The UNESCO lists many historic monuments of ancient Kyoto as World Heritage Sites and the architecture of the city impresses each Kyoto visitor. Certainly, it is impossible to enumerate and describe each temple and shrine in Kyoto that comprises the national treasure of entire Japan, though to describe several of them is really worth doing.
The Katsura Imperial Villa is one of Japan's finest architectural treasures, set in wooden surroundings. It is a fascinating amalgam of the secular and unofficial tradition in the Japanese palace architecture. The Katsura Imperial Villa was built in the beginning of the seventeenth century by Kobori Enshu, an architect and a tea ceremony master, who wished to express in this building his ideals of rustic simplicity and picturesque nature on a larger scale than the earliest architectural attempts evidence. The Katsura Imperial Villa consists of three main buildings, Ko-shoin, Chu-shoin and Shin-goten, the first one is in a more ceremonial shoin style and the latter two are in a more intimate sukiya style. The Villa reflects the 14th century's tendency of nobility to reject the decors and grandeur of the town palace in the way that the palace should above all have kept the harmony with a natural setting and surroundings. In fact, the Sukiya style, employed in the Katsura Imperial Villa building, traces its origin to the farmer's cottage and the mountain hut rather than to the traditional palace architecture.
Originally, the Katsura buildings were framed in light timbers, using the triangular truss in the roof, and closed by plain walls, lacking pillars, brackets, a foundation podium and a lean-to ambulatory of the Chinese style. Wood was left plain, sometimes even retaining its bark. Intimacy was a keynote, distinguishing Katsura's both exterior and interior design.
What concerns Kyoto shrines, it is interesting to point out the Fushimi Inari Shrine as the most famous of several thousands of shrines, dedicated to Inari across Japan. Inari is one of the most mysterious deities of Japan. He is both male and female. Inari is the Shinto goddess of rice or god of food, and the fox is Inari's messenger and the Japanese believe that he (or she) can assume a fox's shape. Therefore, you can see many fox statues at the Inari shrines. The Fushimi-Inari Shrine is much frequented by merchants, tradesmen and businessmen, who pray for prosperity.

» REQUIREMENT A:
Pick out each line of the records that contains the word "water", matching its case exactly.
The records below are not connected to the text on Kyoto's temples and shrines.

» LISTING:
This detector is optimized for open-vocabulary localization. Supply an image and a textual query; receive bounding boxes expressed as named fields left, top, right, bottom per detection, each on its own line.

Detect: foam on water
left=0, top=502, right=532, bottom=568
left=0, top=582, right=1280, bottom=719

---

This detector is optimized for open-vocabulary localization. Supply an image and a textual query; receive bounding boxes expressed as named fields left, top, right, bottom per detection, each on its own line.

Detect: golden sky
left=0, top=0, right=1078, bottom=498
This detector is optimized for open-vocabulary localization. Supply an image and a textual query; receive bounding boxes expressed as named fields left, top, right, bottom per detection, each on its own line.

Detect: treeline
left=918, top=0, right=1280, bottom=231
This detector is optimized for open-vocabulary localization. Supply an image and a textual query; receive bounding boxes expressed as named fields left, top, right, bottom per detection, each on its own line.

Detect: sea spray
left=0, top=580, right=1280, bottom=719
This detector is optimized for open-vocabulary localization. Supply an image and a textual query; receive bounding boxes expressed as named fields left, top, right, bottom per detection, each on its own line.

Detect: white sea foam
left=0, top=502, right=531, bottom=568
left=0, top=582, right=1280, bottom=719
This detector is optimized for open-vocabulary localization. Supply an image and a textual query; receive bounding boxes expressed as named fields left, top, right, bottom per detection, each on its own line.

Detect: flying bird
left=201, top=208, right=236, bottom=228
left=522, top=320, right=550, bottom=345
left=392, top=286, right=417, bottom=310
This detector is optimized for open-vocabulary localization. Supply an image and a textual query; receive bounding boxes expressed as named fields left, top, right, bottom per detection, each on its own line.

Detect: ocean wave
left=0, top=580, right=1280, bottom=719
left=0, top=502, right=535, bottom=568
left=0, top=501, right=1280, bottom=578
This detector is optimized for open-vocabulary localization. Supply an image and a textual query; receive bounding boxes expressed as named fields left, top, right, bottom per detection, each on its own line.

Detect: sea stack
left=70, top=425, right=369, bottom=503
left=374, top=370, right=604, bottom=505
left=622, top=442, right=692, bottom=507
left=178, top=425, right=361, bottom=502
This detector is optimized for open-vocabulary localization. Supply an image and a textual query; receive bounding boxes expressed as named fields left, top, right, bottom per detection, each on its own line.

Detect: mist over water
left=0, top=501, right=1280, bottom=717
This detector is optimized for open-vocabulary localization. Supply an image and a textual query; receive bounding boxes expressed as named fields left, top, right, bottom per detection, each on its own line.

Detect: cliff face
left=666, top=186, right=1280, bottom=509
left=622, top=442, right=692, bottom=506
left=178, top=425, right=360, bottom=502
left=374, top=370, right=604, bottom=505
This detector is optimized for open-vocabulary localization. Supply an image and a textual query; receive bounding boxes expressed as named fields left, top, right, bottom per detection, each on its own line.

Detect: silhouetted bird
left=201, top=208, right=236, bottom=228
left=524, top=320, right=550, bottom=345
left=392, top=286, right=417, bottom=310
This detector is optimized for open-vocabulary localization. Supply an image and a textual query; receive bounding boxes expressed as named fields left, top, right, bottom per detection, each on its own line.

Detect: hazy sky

» REQUIREMENT B:
Carry on the piece about Kyoto's temples and shrines from the point where it stops.

» OUTPUT A:
Detect: foam on water
Detect: mist over water

» OUTPUT B:
The Fushimi Inari Shrine is also prominent for the countless torii gates, offerings by worshippers that cover the hiking trails of Inarisan, a wooded mountain behind the shrine's main buildings. It takes about two hours to walk along the trail of Inarisan. Along the hiking trail, there are small restaurants that serve a specialty of the Inari shrine, Kitsune Udon ("Fox Udon"), a noodle soup, topped with pieces of aburaage (fried tofu), a favorite food of foxes. The Fushimi Inari Shrine is situated outside the JR Inari Station, the second station from Kyoto on the JR Nara Line. A train ride takes five minutes and costs hundred and forty Yens from the Kyoto Station.
The last, but not the least, let us mention some other most famous sites in Kyoto that are worth visiting or reading: the Kiyomizu-dera, a magnificent wooden temple, supported by pillars off the slope of a mountain; Kinkaku-ji, the Golden Pavilion; Ginkaku-ji, the Silver Pavilion; Heian Jingu, a Shinto shrine, celebrating the Imperial family; Ryoan-ji, famous for its rock garden; the Kyoto Imperial Palace, a home to the Emperors of Japan for many centuries; and the Shugaku-in Imperial Villa, one of Japan's best Japanese gardens..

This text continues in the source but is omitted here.